## DO THIS
Please extract every line in the entries below that contains the word "blue", copying each such line in full.

-- Start of SUPPLIED DATA --

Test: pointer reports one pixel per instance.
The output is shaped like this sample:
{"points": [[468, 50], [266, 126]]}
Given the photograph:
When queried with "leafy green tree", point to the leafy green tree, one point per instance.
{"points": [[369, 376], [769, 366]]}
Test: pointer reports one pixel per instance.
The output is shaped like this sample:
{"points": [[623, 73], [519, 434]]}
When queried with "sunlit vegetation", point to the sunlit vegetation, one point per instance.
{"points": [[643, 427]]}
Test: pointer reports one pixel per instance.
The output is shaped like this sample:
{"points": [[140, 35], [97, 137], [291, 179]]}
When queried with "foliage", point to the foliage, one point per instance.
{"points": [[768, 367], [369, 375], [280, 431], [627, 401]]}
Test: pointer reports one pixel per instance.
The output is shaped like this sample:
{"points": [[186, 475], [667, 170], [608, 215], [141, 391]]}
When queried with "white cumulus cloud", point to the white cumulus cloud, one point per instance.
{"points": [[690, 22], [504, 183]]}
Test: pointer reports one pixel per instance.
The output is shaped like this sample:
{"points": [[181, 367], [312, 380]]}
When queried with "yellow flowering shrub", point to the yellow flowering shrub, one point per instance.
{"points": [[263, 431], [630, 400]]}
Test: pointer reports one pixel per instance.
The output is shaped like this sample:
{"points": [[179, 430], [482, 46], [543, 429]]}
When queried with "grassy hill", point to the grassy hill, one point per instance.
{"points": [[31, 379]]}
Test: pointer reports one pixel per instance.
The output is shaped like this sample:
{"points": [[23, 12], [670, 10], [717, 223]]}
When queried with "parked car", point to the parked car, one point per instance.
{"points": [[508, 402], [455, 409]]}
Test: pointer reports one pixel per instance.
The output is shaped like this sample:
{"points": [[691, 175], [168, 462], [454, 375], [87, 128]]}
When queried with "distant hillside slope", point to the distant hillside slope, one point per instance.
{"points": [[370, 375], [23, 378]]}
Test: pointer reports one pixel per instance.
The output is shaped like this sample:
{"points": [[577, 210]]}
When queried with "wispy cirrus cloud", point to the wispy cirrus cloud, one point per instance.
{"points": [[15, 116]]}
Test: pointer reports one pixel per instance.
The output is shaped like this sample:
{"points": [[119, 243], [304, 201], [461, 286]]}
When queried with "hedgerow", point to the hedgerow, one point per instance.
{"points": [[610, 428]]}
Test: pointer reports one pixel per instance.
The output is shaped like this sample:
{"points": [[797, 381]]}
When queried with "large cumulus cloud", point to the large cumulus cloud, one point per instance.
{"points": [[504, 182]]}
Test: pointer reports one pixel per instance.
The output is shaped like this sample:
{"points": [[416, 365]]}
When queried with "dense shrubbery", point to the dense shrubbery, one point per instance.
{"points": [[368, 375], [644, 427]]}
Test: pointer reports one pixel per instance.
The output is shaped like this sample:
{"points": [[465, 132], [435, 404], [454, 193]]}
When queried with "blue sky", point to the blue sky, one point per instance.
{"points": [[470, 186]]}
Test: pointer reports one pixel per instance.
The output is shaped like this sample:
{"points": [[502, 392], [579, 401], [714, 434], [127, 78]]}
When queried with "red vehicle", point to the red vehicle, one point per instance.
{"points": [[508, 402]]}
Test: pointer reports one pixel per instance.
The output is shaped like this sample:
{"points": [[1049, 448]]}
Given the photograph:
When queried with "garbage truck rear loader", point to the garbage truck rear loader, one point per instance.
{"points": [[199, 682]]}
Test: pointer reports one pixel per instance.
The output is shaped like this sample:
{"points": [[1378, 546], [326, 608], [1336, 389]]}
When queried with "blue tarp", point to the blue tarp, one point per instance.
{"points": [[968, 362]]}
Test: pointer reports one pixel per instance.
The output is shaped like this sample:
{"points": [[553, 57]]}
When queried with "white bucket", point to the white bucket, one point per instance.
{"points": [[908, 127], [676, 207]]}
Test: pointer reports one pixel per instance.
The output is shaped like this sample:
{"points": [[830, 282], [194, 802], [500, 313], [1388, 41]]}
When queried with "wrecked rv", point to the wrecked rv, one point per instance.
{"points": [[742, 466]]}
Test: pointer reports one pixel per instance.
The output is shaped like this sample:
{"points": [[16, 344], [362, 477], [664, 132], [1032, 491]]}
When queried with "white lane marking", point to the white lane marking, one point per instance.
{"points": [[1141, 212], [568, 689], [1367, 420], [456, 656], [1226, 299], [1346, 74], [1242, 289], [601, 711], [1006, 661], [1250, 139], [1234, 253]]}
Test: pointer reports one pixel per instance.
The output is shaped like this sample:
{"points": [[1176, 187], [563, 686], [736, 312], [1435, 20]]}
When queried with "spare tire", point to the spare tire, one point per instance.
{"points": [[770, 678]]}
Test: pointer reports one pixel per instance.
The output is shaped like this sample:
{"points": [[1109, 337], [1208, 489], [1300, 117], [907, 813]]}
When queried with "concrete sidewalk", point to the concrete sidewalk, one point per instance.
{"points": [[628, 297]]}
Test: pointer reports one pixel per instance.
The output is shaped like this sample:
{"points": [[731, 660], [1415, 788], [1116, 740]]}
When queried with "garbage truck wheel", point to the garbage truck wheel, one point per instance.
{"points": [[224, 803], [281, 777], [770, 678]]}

-- End of SUPPLIED DATA --

## THE SOLUTION
When queried with "blue sky", point to the blue sky, one point per instance.
When queried with "blue tarp", point to the blue tarp, one point per instance.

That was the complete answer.